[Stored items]
::::
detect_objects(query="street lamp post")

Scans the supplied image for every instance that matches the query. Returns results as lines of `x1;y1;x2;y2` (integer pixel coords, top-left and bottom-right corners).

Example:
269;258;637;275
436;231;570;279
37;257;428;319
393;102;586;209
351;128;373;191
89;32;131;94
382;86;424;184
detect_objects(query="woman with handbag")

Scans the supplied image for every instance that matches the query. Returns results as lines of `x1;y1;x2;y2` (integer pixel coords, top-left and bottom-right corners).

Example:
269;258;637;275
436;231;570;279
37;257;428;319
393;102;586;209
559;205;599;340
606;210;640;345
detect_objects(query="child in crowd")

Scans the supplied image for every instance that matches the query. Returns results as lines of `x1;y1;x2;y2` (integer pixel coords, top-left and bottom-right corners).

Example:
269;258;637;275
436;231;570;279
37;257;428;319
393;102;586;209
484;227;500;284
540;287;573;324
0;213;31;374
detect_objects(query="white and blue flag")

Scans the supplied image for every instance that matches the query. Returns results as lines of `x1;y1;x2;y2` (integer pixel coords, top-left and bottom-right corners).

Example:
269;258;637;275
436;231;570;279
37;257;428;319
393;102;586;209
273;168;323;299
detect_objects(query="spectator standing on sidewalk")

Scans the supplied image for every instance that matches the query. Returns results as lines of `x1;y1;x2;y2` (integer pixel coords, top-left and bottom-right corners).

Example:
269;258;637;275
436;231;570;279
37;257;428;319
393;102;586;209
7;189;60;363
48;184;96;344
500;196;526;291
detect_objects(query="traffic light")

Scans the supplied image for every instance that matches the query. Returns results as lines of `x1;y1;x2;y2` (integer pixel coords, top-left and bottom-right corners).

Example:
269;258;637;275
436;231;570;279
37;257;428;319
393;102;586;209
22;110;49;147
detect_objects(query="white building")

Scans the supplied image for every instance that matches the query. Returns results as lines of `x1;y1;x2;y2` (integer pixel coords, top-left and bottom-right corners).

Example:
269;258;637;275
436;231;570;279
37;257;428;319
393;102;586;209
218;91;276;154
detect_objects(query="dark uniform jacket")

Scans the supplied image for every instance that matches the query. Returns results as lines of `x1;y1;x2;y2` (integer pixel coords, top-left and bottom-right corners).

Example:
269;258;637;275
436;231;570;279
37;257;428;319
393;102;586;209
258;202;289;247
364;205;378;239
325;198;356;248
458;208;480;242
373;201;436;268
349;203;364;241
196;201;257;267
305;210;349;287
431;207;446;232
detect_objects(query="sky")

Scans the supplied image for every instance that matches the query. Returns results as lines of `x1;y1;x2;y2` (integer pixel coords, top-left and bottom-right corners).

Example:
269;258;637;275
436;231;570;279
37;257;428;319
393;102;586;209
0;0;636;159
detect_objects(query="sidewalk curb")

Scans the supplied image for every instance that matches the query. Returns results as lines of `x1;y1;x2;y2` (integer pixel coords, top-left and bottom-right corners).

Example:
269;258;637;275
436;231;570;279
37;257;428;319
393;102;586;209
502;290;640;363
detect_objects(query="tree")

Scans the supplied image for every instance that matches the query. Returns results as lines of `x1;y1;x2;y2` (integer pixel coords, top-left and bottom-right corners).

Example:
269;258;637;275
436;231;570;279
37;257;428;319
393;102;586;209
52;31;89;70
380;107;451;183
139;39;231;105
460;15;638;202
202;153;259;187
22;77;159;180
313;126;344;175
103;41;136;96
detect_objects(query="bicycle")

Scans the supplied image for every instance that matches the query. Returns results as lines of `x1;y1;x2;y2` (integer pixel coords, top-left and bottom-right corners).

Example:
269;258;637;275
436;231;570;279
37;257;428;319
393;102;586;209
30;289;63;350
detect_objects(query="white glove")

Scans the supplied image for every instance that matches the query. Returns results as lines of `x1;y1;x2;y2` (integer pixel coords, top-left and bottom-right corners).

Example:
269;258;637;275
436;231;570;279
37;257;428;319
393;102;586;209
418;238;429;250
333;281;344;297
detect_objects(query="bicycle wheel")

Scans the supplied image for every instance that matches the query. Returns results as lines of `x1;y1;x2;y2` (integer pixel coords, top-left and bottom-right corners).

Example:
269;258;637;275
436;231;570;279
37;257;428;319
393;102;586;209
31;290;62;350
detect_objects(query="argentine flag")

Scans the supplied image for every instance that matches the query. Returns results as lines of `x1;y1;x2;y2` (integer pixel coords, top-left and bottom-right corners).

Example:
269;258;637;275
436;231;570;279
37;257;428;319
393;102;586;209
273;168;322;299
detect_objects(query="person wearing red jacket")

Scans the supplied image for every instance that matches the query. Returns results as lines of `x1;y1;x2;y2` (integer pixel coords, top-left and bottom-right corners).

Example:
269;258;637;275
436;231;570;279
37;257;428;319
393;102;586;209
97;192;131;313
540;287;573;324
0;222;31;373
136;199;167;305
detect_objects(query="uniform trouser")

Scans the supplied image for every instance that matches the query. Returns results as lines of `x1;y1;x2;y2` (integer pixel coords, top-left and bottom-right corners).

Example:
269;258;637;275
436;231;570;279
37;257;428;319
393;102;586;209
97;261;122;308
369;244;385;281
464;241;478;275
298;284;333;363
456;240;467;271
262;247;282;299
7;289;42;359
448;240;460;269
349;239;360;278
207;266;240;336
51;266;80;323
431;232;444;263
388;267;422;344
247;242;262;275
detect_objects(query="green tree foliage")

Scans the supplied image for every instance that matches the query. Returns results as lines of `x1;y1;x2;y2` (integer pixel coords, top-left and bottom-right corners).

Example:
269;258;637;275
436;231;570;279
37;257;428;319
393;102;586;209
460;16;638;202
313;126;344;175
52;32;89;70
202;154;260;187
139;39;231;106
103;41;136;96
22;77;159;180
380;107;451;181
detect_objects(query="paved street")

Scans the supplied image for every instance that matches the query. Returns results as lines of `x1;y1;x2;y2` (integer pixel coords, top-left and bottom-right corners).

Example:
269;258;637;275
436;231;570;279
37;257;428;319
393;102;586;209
::::
Given exercise:
Copy every one of the items above word for word.

Solved problem:
detect_objects(query="street lamp post")

Scans the supplied image for every instance that matches the query. Returns results as lines of `x1;y1;x2;y2` (integer pixel coords, top-left and bottom-right corners).

Example:
269;258;637;275
436;231;570;279
37;257;428;319
393;102;586;209
351;128;373;191
89;32;131;94
382;86;424;184
detect_objects(query="woman with handbag")

Scans the supplied image for every instance that matches the query. Returns results as lines of `x1;y1;x2;y2` (integer pixel coords, top-left and bottom-right corners).

Example:
269;258;637;275
436;231;570;279
37;257;428;319
393;102;586;209
559;205;599;340
606;210;640;345
detect_objects(query="child in crowd")

Scans the supplied image for every instance that matches the query. Returns results as lines of `x1;y1;x2;y2` (integer pixel coords, top-left and bottom-right corners).

Example:
269;258;637;275
436;231;570;279
37;257;428;319
393;102;586;209
484;227;500;284
540;287;573;324
0;213;31;374
detect_objects(query="white and blue flag")

Scans the supplied image for every instance that matches the query. Returns results as lines of `x1;y1;x2;y2` (integer pixel coords, top-left and bottom-right corners).

Example:
269;258;637;275
436;231;570;279
37;257;428;319
393;102;586;209
273;168;323;299
detect_objects(query="spectator standing on sidewalk")

Scans the supplied image for every instance that matches the query. Returns results as lines of `x1;y1;x2;y2` (integer pixel coords, top-left and bottom-right corners).

Example:
269;258;637;275
436;231;570;279
37;257;428;319
393;102;586;209
7;189;60;363
48;184;96;344
500;196;526;291
detect_objects(query="traffic light")

Scans the supplied image for every instance that matches the query. Returns results as lines of `x1;y1;x2;y2` (integer pixel coords, top-left and bottom-right corners).

Example:
269;258;637;275
436;231;570;279
37;257;428;319
393;102;586;209
22;110;49;147
detect_objects(query="white building")

Scans the supplied image for every instance that matches the query. Returns results as lines of `x1;y1;x2;y2` (integer pixel coords, top-left and bottom-right corners).

Example:
269;258;637;275
436;231;570;279
37;257;428;319
393;102;586;209
218;91;276;154
detect_objects(query="dark uniform jacket")

Scans the supplied image for every instance that matches the query. Returns results as lines of `x1;y1;x2;y2` (integer pixel coords, top-left and bottom-right corners).

Example:
269;258;637;275
436;231;570;279
37;257;428;319
393;102;586;209
258;202;289;247
364;205;378;239
325;198;356;248
458;208;480;242
373;201;436;268
349;203;364;241
196;201;257;267
305;210;349;287
431;207;446;232
detect_objects(query="sky")

Scans the supplied image for every instance that matches the query. Returns results as lines of `x1;y1;x2;y2` (integer pixel coords, top-left and bottom-right corners).

Example:
269;258;637;275
436;231;570;279
37;257;428;319
393;102;586;209
0;0;636;159
detect_objects(query="sidewalk curb")

Scans the supplied image for every instance that matches the query. Returns results as lines of `x1;y1;x2;y2` (integer pixel coords, top-left and bottom-right corners).

Example:
269;258;637;275
436;231;570;279
37;257;428;319
393;102;586;209
502;290;640;363
detect_objects(query="tree")

Scans the supplied image for every instance that matches the query. Returns results as lines of `x1;y1;x2;y2` (integer pixel coords, top-left and bottom-right corners).

Example:
269;258;637;275
436;231;570;279
37;257;428;319
393;102;586;209
52;31;89;70
380;107;451;183
139;39;231;105
460;15;638;202
202;153;259;187
22;77;159;180
313;126;344;175
103;41;136;96
detect_objects(query="bicycle")

Scans the supplied image for every instance that matches the query. Returns results as lines of `x1;y1;x2;y2` (integer pixel coords, top-left and bottom-right corners).

Example:
269;258;637;275
436;231;570;279
37;257;428;319
393;102;586;209
30;289;63;350
detect_objects(query="white glove")

Scans the supplied image for every instance that matches the query. Returns results as lines of `x1;y1;x2;y2` (integer pixel coords, top-left and bottom-right corners).

Example:
269;258;637;275
436;231;570;279
37;257;428;319
393;102;586;209
418;238;429;250
333;281;344;297
detect_objects(query="bicycle wheel")

Scans the supplied image for every instance that matches the query. Returns results as lines of `x1;y1;x2;y2` (integer pixel coords, top-left and bottom-right corners).

Example:
269;258;637;275
436;231;570;279
37;257;428;319
393;102;586;209
31;290;62;350
detect_objects(query="argentine flag")

Scans the supplied image for every instance that matches the query. Returns results as lines of `x1;y1;x2;y2` (integer pixel coords, top-left and bottom-right corners).

Example:
269;258;637;275
436;231;570;279
37;257;428;319
393;102;586;209
273;168;322;299
detect_objects(query="person wearing red jacket")

Scans the supplied image for every instance that matches the query. Returns results as lines of `x1;y1;x2;y2` (integer pixel coords, top-left and bottom-right corners).

Example:
269;258;637;275
436;231;570;279
37;257;428;319
393;102;586;209
97;192;131;313
540;287;573;324
0;222;31;373
136;199;167;305
detect_objects(query="uniform trouser")

Scans the supplied image for every instance that matches the query. Returns results as lines of `x1;y1;x2;y2` (integer pixel coords, top-left and bottom-right corners).

Example:
269;258;637;275
436;231;570;279
37;257;428;319
393;102;586;209
97;261;122;308
369;244;385;281
464;241;478;275
298;284;333;363
456;240;467;271
262;247;282;299
7;289;42;359
448;240;460;269
349;239;360;278
207;266;240;336
51;266;80;323
431;232;444;263
388;267;422;344
247;242;262;275
detect_objects(query="green tree foliage")

Scans the supplied image for every instance that matches the query. Returns results as lines of `x1;y1;x2;y2` (integer pixel coords, top-left and bottom-right corners).

Example:
269;258;637;275
436;231;570;279
37;257;428;319
393;102;586;209
460;16;638;202
313;126;344;175
52;32;89;70
202;154;260;187
139;39;231;106
103;41;136;96
22;77;159;180
380;107;451;181
detect_objects(query="paved street")

Scans the supplied image for every instance that matches the query. Returns results as lines of `x1;y1;x2;y2` (integer pixel coords, top-left and bottom-right corners).

Example:
269;258;637;275
436;231;570;279
37;257;428;319
393;102;586;209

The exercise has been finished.